YOUR INSTRUCTIONS:
Recast the records below as a Markdown table with the columns "Row" and "Line," giving each nonblank line its own numbered row and skipping blank lines.
--- start of INPUT RECORDS ---
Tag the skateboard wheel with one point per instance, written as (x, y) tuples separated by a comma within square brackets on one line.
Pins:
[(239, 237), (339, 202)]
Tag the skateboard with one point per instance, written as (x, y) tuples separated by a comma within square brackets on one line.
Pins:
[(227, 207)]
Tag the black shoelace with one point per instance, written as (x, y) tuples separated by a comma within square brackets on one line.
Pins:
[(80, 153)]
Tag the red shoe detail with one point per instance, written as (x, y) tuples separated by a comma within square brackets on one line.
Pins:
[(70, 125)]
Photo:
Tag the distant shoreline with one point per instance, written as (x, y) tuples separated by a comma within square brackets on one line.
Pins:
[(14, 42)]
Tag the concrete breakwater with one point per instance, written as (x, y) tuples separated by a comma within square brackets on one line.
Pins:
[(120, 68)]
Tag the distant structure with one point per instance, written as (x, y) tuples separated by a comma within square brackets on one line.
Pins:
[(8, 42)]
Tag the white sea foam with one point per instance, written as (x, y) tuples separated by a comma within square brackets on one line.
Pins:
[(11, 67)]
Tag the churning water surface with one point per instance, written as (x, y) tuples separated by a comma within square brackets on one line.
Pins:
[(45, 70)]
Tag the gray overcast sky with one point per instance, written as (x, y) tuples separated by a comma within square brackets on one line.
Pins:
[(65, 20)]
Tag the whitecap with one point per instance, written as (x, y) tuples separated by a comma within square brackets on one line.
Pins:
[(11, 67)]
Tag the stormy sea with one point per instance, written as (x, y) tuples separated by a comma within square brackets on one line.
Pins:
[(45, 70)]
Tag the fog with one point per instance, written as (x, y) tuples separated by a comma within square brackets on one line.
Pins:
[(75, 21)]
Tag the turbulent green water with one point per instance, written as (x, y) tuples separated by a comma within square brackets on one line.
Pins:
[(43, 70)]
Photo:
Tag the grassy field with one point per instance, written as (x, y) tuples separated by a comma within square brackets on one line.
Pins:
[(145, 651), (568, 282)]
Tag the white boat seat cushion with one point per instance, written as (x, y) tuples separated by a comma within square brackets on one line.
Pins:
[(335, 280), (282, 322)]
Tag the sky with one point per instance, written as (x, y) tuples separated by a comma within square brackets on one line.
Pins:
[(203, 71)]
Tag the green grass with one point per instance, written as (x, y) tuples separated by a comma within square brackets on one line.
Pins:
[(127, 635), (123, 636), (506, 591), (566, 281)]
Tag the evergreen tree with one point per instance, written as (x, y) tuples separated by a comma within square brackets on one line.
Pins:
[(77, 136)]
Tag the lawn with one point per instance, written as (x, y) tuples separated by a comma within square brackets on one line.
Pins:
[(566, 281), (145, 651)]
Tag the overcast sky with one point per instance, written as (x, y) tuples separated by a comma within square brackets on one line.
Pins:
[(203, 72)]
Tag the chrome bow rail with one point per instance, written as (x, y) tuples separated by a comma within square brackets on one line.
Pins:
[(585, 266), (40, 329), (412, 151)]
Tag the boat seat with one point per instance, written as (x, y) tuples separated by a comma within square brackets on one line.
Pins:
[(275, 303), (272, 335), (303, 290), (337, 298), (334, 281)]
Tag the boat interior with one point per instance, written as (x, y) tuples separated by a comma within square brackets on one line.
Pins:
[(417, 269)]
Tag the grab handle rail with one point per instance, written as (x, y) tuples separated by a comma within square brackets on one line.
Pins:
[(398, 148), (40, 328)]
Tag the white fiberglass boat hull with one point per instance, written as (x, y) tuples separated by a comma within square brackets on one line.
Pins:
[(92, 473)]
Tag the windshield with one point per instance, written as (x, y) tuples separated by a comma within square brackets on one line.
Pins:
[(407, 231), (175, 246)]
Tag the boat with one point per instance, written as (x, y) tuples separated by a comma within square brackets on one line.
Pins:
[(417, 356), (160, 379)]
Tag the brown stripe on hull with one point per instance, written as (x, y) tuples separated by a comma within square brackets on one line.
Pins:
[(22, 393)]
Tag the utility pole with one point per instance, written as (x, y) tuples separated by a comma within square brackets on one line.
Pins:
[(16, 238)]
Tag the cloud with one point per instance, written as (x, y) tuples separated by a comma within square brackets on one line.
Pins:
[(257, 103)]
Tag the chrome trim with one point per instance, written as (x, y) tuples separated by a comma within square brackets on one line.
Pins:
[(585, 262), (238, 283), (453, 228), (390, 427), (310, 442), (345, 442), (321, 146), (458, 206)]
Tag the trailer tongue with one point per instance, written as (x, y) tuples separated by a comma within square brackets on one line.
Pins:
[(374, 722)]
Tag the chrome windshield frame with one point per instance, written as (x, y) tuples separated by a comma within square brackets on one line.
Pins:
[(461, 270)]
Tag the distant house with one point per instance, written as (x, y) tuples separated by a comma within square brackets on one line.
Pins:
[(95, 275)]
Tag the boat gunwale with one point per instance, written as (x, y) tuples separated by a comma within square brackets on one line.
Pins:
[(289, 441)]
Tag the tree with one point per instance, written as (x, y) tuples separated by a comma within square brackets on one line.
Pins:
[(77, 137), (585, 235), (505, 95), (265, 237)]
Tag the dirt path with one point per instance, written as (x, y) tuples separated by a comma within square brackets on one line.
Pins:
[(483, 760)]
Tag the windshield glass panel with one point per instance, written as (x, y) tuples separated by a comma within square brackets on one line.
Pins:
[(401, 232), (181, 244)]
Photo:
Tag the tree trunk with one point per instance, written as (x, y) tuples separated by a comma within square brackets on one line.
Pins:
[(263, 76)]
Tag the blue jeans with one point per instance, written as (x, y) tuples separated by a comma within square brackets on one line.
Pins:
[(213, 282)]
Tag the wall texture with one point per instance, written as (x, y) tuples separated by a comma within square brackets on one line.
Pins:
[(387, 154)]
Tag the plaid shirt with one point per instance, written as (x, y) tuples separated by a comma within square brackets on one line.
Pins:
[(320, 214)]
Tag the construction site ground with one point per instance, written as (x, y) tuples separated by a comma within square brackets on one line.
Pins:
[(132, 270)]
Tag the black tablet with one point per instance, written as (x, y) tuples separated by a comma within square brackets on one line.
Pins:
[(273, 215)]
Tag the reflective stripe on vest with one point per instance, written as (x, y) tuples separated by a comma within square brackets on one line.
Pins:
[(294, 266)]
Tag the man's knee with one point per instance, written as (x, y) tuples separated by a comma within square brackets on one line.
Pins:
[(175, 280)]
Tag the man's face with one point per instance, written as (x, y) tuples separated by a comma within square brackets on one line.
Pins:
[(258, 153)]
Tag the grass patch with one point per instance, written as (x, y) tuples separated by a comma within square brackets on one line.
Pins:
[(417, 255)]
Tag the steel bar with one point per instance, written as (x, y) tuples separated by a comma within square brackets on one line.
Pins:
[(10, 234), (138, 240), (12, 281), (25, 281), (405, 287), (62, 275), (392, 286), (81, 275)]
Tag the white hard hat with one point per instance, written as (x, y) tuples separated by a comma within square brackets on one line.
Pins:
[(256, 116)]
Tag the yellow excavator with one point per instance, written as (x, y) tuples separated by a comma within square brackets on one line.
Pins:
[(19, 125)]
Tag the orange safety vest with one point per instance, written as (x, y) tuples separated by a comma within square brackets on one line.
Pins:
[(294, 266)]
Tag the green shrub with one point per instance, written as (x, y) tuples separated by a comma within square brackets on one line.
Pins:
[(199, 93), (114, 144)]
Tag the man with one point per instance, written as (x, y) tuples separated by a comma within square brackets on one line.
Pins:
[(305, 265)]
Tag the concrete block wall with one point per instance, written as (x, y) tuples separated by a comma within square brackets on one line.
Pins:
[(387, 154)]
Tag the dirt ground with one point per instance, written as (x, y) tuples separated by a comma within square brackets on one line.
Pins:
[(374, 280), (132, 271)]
--- end of INPUT RECORDS ---
EXERCISE SOLUTION:
| Row | Line |
|---|---|
| 1 | Tag the skateboard wheel with one point per instance, written as (x, y) tuples separated by a comma within square brackets on one line. |
| 2 | Pins: |
| 3 | [(239, 237), (339, 202)] |
| 4 | Tag the skateboard with one point per instance, written as (x, y) tuples separated by a comma within square brackets on one line. |
| 5 | Pins: |
| 6 | [(227, 207)] |
| 7 | Tag the black shoelace with one point per instance, written as (x, y) tuples separated by a comma within square brackets on one line. |
| 8 | Pins: |
| 9 | [(80, 153)] |
| 10 | Tag the red shoe detail with one point per instance, written as (x, y) tuples separated by a comma within square brackets on one line. |
| 11 | Pins: |
| 12 | [(70, 125)] |
| 13 | Photo: |
| 14 | Tag the distant shoreline with one point per instance, written as (x, y) tuples separated by a comma within square brackets on one line. |
| 15 | Pins: |
| 16 | [(14, 42)] |
| 17 | Tag the concrete breakwater with one point per instance, written as (x, y) tuples separated by a comma within square brackets on one line. |
| 18 | Pins: |
| 19 | [(120, 68)] |
| 20 | Tag the distant structure with one point per instance, written as (x, y) tuples separated by a comma within square brackets on one line. |
| 21 | Pins: |
| 22 | [(8, 42)] |
| 23 | Tag the white sea foam with one point per instance, written as (x, y) tuples separated by a comma within square brackets on one line. |
| 24 | Pins: |
| 25 | [(11, 67)] |
| 26 | Tag the churning water surface with one point per instance, written as (x, y) tuples separated by a comma within square brackets on one line. |
| 27 | Pins: |
| 28 | [(45, 70)] |
| 29 | Tag the gray overcast sky with one point per instance, written as (x, y) tuples separated by a comma within square brackets on one line. |
| 30 | Pins: |
| 31 | [(65, 20)] |
| 32 | Tag the whitecap with one point per instance, written as (x, y) tuples separated by a comma within square brackets on one line. |
| 33 | Pins: |
| 34 | [(11, 67)] |
| 35 | Tag the stormy sea with one point per instance, written as (x, y) tuples separated by a comma within square brackets on one line. |
| 36 | Pins: |
| 37 | [(45, 70)] |
| 38 | Tag the fog with one point per instance, written as (x, y) tuples separated by a comma within square brackets on one line. |
| 39 | Pins: |
| 40 | [(75, 21)] |
| 41 | Tag the turbulent green water with one point per instance, written as (x, y) tuples separated by a comma within square brackets on one line. |
| 42 | Pins: |
| 43 | [(43, 70)] |
| 44 | Photo: |
| 45 | Tag the grassy field with one point per instance, written as (x, y) tuples separated by a comma within square brackets on one line. |
| 46 | Pins: |
| 47 | [(145, 651), (568, 282)] |
| 48 | Tag the white boat seat cushion with one point per instance, written as (x, y) tuples separated by a comma within square brackets on one line. |
| 49 | Pins: |
| 50 | [(335, 280), (282, 322)] |
| 51 | Tag the sky with one point per instance, written as (x, y) tuples separated by a comma within square brackets on one line. |
| 52 | Pins: |
| 53 | [(203, 71)] |
| 54 | Tag the green grass with one point per instance, written as (x, y) tuples separated by a comma within square brackets on one line. |
| 55 | Pins: |
| 56 | [(127, 635), (123, 636), (506, 591), (566, 281)] |
| 57 | Tag the evergreen tree with one point per instance, written as (x, y) tuples separated by a comma within square brackets on one line. |
| 58 | Pins: |
| 59 | [(77, 136)] |
| 60 | Tag the lawn with one point per instance, written as (x, y) tuples separated by a comma within square brackets on one line. |
| 61 | Pins: |
| 62 | [(566, 281), (145, 651)] |
| 63 | Tag the overcast sky with one point per instance, written as (x, y) tuples separated by a comma within square brackets on one line. |
| 64 | Pins: |
| 65 | [(203, 72)] |
| 66 | Tag the chrome bow rail with one point per instance, written as (x, y) tuples separated by a comma within square brackets on one line. |
| 67 | Pins: |
| 68 | [(585, 266), (40, 329), (412, 151)] |
| 69 | Tag the boat seat with one point per instance, written as (x, y) tuples separated by a comma within square brackets on one line. |
| 70 | Pins: |
| 71 | [(275, 303), (272, 335), (303, 290), (337, 298), (334, 281)] |
| 72 | Tag the boat interior with one point per instance, written as (x, y) tuples separated by a comma within square brackets on one line. |
| 73 | Pins: |
| 74 | [(417, 269)] |
| 75 | Tag the grab handle rail with one point per instance, written as (x, y) tuples separated by a comma within square brackets on one line. |
| 76 | Pins: |
| 77 | [(398, 148), (40, 328)] |
| 78 | Tag the white fiberglass boat hull with one point per instance, written as (x, y) tuples separated by a comma within square brackets on one line. |
| 79 | Pins: |
| 80 | [(92, 473)] |
| 81 | Tag the windshield with one point per instance, written as (x, y) tuples separated by a comma within square brackets on one line. |
| 82 | Pins: |
| 83 | [(407, 231), (175, 246)] |
| 84 | Tag the boat with one point per instance, written as (x, y) tuples separated by a comma within square brackets on one line. |
| 85 | Pins: |
| 86 | [(417, 356), (160, 379)] |
| 87 | Tag the brown stripe on hull with one point per instance, written as (x, y) tuples separated by a comma within square brackets on one line. |
| 88 | Pins: |
| 89 | [(22, 393)] |
| 90 | Tag the utility pole with one point per instance, written as (x, y) tuples separated by a comma within square brackets on one line. |
| 91 | Pins: |
| 92 | [(16, 238)] |
| 93 | Tag the cloud with one point per instance, written as (x, y) tuples separated by a comma within square brackets on one line. |
| 94 | Pins: |
| 95 | [(257, 103)] |
| 96 | Tag the chrome trim with one point per instance, written as (x, y) tuples separated by a comma within square brackets on one line. |
| 97 | Pins: |
| 98 | [(585, 262), (238, 283), (453, 228), (390, 427), (310, 442), (345, 442), (321, 146), (458, 206)] |
| 99 | Tag the trailer tongue with one point per instance, written as (x, y) tuples separated by a comma within square brackets on one line. |
| 100 | Pins: |
| 101 | [(374, 722)] |
| 102 | Tag the chrome windshield frame with one point per instance, written as (x, y) tuples separated by a comma within square brackets on one line. |
| 103 | Pins: |
| 104 | [(461, 270)] |
| 105 | Tag the distant house with one point per instance, written as (x, y) tuples separated by a comma within square brackets on one line. |
| 106 | Pins: |
| 107 | [(95, 275)] |
| 108 | Tag the boat gunwale with one point per instance, written as (x, y) tuples separated by a comma within square brackets on one line. |
| 109 | Pins: |
| 110 | [(289, 441)] |
| 111 | Tag the tree with one point per instance, written as (x, y) tuples separated by a comma within square brackets on one line. |
| 112 | Pins: |
| 113 | [(77, 137), (585, 235), (505, 95), (265, 237)] |
| 114 | Tag the dirt path with one point per instance, written as (x, y) tuples separated by a comma within square brackets on one line. |
| 115 | Pins: |
| 116 | [(483, 760)] |
| 117 | Tag the windshield glass panel with one point per instance, written as (x, y) tuples separated by a comma within square brackets on one line. |
| 118 | Pins: |
| 119 | [(401, 232), (181, 244)] |
| 120 | Photo: |
| 121 | Tag the tree trunk with one point per instance, written as (x, y) tuples separated by a comma within square brackets on one line. |
| 122 | Pins: |
| 123 | [(263, 76)] |
| 124 | Tag the blue jeans with one point per instance, written as (x, y) tuples separated by a comma within square brackets on one line. |
| 125 | Pins: |
| 126 | [(213, 282)] |
| 127 | Tag the wall texture with one point per instance, written as (x, y) tuples separated by a comma within square brackets on one line. |
| 128 | Pins: |
| 129 | [(387, 154)] |
| 130 | Tag the plaid shirt with one point per instance, written as (x, y) tuples separated by a comma within square brackets on one line. |
| 131 | Pins: |
| 132 | [(320, 214)] |
| 133 | Tag the construction site ground with one point per instance, written as (x, y) tuples separated by a comma within square brackets on one line. |
| 134 | Pins: |
| 135 | [(132, 270)] |
| 136 | Tag the black tablet with one point per instance, written as (x, y) tuples separated by a comma within square brackets on one line. |
| 137 | Pins: |
| 138 | [(273, 215)] |
| 139 | Tag the reflective stripe on vest with one point per instance, written as (x, y) tuples separated by a comma within square brackets on one line. |
| 140 | Pins: |
| 141 | [(294, 266)] |
| 142 | Tag the man's knee with one point per instance, written as (x, y) tuples separated by a comma within square brackets on one line. |
| 143 | Pins: |
| 144 | [(175, 280)] |
| 145 | Tag the man's face with one point per instance, written as (x, y) tuples separated by a comma within square brackets on one line. |
| 146 | Pins: |
| 147 | [(258, 153)] |
| 148 | Tag the grass patch with one point per instance, written as (x, y) tuples separated by a comma within square brackets on one line. |
| 149 | Pins: |
| 150 | [(417, 255)] |
| 151 | Tag the steel bar with one point per instance, written as (x, y) tuples separated by a comma within square brackets on one line. |
| 152 | Pins: |
| 153 | [(10, 234), (138, 240), (12, 281), (25, 281), (405, 287), (62, 275), (392, 286), (81, 275)] |
| 154 | Tag the white hard hat with one point per instance, written as (x, y) tuples separated by a comma within square brackets on one line. |
| 155 | Pins: |
| 156 | [(256, 116)] |
| 157 | Tag the yellow excavator with one point per instance, written as (x, y) tuples separated by a comma within square brackets on one line. |
| 158 | Pins: |
| 159 | [(19, 125)] |
| 160 | Tag the orange safety vest with one point per instance, written as (x, y) tuples separated by a comma within square brackets on one line. |
| 161 | Pins: |
| 162 | [(294, 266)] |
| 163 | Tag the green shrub with one point per instance, written as (x, y) tuples separated by a comma within square brackets on one line. |
| 164 | Pins: |
| 165 | [(199, 93), (114, 144)] |
| 166 | Tag the man with one point per instance, written as (x, y) tuples separated by a comma within square brackets on one line. |
| 167 | Pins: |
| 168 | [(305, 265)] |
| 169 | Tag the concrete block wall with one point per instance, written as (x, y) tuples separated by a comma within square brackets on one line. |
| 170 | Pins: |
| 171 | [(387, 154)] |
| 172 | Tag the dirt ground with one point per instance, written as (x, y) tuples separated by a comma within square brackets on one line. |
| 173 | Pins: |
| 174 | [(374, 280), (132, 271)] |